EXCERPT PROVIDED
________________________

September 1, 2014

Swedish home education leader goes into political exile: “The dangers for the family were too great.”

Riksföreningen för Hemundervisning i Sverige – Rohus

“In the end, the safety of my family could no longer be guaranteed. The threats from Uppsala municipality were too many, too brutal, and every invitation to dialogue was turned down. The actions of the Uppsala local government could hardly be interpreted in any other way than as a hidden message of deportation”, says Jonas Himmelstrand, President of the Swedish Association for Home Education (ROHUS), regarding the silent move of his family from Sweden to the Aland Islands, Finland, in a form of political exile.

The Himmelstrands have had a conflict with Uppsala municipality about the right to home educate for three and a half years. The top Municipal Commissioner, Ms. Cecilia Forss of the Moderate Party, is politically responsible and claims to be well familiar with the case. From the start the lawyer for the municipality chose an extremely restrictive interpretation of the school law. After two years of struggle the Himmelstrands finally got a leave of appeal at the Kammarrätten, the Swedish mid-level court, where the verdict was still pending when the Himmelstrands left Sweden. Even with this leave of appeal, Uppsala municipality still directed a modern form of political persecution of the family which escalated in the months before the family left Sweden.

________________________

Stored items
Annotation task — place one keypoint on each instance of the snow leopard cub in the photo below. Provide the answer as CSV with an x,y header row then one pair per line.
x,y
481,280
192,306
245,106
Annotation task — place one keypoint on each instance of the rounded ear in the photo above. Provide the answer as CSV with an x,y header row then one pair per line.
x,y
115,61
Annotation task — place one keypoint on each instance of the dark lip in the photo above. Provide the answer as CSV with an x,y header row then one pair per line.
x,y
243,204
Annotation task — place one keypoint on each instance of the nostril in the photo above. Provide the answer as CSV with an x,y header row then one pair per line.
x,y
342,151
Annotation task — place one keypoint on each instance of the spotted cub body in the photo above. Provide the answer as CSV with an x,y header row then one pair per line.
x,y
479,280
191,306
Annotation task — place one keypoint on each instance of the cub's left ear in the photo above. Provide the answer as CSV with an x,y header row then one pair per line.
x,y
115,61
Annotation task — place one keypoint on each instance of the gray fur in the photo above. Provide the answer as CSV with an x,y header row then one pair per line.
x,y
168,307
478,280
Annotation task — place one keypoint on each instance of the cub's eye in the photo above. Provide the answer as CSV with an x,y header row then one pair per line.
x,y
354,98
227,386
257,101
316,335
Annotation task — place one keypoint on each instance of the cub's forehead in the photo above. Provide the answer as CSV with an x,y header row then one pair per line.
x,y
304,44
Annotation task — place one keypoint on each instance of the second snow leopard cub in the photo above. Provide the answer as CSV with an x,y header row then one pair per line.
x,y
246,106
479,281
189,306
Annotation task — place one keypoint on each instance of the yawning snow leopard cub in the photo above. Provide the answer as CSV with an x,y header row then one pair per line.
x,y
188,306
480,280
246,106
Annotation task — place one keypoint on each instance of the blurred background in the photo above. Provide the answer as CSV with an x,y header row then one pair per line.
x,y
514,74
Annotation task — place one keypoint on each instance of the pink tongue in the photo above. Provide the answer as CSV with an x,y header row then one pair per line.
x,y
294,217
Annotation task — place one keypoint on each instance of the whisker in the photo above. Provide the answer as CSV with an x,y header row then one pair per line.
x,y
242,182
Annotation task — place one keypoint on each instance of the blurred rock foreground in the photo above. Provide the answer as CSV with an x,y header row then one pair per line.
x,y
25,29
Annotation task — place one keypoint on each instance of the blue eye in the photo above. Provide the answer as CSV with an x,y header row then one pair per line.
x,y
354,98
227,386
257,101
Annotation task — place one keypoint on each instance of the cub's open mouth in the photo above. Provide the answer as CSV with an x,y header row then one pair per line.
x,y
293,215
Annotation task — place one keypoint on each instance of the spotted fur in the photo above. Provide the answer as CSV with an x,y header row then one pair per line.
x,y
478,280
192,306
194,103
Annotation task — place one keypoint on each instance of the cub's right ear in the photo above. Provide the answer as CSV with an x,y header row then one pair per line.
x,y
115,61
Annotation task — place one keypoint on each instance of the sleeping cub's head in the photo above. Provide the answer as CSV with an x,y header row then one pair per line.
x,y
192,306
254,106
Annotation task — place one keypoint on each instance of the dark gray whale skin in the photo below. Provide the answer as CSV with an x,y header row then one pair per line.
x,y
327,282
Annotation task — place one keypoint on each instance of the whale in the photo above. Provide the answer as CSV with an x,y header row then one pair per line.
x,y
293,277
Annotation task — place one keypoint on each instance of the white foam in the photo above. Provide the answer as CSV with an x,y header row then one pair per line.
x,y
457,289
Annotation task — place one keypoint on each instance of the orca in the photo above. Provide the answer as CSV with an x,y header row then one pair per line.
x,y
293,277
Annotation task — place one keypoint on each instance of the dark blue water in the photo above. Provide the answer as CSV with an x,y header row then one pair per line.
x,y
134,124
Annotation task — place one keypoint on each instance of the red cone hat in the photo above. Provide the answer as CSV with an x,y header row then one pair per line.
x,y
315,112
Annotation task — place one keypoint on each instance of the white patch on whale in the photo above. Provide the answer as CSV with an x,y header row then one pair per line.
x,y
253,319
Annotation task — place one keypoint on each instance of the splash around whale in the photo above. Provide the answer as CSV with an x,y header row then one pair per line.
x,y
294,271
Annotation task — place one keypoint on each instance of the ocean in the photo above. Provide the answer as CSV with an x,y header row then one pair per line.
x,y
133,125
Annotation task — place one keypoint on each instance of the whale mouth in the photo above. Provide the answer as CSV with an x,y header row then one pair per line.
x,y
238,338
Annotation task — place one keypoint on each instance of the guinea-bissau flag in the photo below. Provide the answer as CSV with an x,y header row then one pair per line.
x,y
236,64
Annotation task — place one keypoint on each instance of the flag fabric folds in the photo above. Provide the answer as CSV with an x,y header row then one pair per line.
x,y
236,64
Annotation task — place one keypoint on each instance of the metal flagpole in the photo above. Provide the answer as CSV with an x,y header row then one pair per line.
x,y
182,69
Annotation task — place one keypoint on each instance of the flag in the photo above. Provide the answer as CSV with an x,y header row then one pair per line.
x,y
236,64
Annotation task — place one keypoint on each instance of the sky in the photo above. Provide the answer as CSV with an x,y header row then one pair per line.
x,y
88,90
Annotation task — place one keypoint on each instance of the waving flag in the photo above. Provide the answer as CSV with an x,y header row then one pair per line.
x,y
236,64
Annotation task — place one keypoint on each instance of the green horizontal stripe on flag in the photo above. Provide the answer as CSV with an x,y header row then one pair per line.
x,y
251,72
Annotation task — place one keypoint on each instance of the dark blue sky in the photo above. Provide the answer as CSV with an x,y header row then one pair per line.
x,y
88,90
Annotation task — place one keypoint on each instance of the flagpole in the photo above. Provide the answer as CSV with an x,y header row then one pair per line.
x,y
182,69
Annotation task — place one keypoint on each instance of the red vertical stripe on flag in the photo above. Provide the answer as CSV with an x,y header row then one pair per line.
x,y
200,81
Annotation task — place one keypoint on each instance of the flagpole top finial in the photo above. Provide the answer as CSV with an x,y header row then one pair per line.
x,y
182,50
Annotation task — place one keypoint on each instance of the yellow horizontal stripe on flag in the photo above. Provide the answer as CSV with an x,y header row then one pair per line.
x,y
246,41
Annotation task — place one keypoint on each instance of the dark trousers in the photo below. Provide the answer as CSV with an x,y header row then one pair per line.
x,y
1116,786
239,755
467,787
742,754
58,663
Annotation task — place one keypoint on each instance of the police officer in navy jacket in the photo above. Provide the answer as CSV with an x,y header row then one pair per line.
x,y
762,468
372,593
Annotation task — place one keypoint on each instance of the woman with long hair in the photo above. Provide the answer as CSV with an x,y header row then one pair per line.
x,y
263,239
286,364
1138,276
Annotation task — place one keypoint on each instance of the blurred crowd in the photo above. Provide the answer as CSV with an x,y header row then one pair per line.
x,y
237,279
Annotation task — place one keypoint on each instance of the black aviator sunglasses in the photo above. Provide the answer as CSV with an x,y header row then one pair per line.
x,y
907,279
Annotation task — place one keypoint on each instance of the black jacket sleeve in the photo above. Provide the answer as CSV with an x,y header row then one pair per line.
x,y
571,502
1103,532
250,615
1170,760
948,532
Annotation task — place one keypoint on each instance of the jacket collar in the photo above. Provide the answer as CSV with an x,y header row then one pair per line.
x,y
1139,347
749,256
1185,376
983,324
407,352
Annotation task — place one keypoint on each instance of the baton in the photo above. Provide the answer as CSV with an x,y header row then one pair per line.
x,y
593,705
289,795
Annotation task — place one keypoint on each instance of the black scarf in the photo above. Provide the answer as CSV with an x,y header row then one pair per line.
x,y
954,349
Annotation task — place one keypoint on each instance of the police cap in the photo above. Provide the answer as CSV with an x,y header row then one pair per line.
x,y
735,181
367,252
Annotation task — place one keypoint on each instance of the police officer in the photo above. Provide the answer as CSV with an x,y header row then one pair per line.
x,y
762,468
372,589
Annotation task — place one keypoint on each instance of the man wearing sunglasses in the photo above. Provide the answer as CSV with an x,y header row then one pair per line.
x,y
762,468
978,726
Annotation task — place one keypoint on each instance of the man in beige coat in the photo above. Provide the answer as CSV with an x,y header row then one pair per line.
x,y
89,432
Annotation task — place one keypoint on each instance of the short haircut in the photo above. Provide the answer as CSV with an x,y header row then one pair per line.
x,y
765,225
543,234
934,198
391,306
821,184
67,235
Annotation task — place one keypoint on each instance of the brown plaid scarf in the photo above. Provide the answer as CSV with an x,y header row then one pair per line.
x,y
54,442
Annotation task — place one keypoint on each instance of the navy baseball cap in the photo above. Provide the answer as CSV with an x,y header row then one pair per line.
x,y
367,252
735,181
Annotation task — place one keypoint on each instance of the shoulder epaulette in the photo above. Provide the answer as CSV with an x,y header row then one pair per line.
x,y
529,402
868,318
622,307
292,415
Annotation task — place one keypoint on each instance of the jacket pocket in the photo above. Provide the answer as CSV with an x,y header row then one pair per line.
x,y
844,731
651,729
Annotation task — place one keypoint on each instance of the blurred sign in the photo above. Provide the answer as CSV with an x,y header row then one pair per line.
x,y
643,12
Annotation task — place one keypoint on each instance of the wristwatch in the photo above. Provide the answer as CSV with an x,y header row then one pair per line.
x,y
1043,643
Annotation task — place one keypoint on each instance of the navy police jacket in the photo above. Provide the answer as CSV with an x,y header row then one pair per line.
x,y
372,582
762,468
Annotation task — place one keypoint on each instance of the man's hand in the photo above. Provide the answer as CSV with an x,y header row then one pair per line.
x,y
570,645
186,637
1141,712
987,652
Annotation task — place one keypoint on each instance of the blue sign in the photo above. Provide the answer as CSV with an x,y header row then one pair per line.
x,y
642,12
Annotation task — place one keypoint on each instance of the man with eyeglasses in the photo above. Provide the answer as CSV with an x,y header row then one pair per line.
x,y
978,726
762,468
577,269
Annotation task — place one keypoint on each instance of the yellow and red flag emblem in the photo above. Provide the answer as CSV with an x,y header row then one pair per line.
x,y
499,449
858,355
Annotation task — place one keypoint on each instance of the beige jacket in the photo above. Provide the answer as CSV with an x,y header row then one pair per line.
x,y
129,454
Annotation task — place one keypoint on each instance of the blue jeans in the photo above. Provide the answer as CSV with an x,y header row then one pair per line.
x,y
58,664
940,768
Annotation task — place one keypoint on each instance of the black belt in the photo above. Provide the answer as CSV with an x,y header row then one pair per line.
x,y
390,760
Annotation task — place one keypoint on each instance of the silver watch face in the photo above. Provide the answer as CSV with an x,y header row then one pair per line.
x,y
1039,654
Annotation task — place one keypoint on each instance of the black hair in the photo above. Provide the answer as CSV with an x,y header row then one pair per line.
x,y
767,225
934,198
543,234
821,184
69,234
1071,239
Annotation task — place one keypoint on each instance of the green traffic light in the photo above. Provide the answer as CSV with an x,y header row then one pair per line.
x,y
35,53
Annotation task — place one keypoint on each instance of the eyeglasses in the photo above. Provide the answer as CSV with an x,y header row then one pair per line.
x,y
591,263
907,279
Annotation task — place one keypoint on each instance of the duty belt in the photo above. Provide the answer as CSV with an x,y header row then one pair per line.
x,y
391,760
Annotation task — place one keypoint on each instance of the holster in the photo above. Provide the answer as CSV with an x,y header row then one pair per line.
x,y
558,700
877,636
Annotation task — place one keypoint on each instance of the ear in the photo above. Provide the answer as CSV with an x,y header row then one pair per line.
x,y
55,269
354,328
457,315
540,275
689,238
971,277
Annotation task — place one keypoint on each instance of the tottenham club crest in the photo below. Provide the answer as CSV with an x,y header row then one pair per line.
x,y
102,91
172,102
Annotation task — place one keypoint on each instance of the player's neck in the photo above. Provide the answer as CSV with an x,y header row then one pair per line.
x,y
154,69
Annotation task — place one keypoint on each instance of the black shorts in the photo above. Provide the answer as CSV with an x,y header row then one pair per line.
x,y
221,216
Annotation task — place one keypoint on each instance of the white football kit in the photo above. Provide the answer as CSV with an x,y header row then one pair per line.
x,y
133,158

________________________

GIVEN PROBLEM
Reproduce the full text about the Swedish home education leader's exile, word for word. The records are separate material and are not part of the text.

FINISHED ANSWER
September 1, 2014

Swedish home education leader goes into political exile: “The dangers for the family were too great.”

Riksföreningen för Hemundervisning i Sverige – Rohus

“In the end, the safety of my family could no longer be guaranteed. The threats from Uppsala municipality were too many, too brutal, and every invitation to dialogue was turned down. The actions of the Uppsala local government could hardly be interpreted in any other way than as a hidden message of deportation”, says Jonas Himmelstrand, President of the Swedish Association for Home Education (ROHUS), regarding the silent move of his family from Sweden to the Aland Islands, Finland, in a form of political exile.

The Himmelstrands have had a conflict with Uppsala municipality about the right to home educate for three and a half years. The top Municipal Commissioner, Ms. Cecilia Forss of the Moderate Party, is politically responsible and claims to be well familiar with the case. From the start the lawyer for the municipality chose an extremely restrictive interpretation of the school law. After two years of struggle the Himmelstrands finally got a leave of appeal at the Kammarrätten, the Swedish mid-level court, where the verdict was still pending when the Himmelstrands left Sweden. Even with this leave of appeal, Uppsala municipality still directed a modern form of political persecution of the family which escalated in the months before the family left Sweden.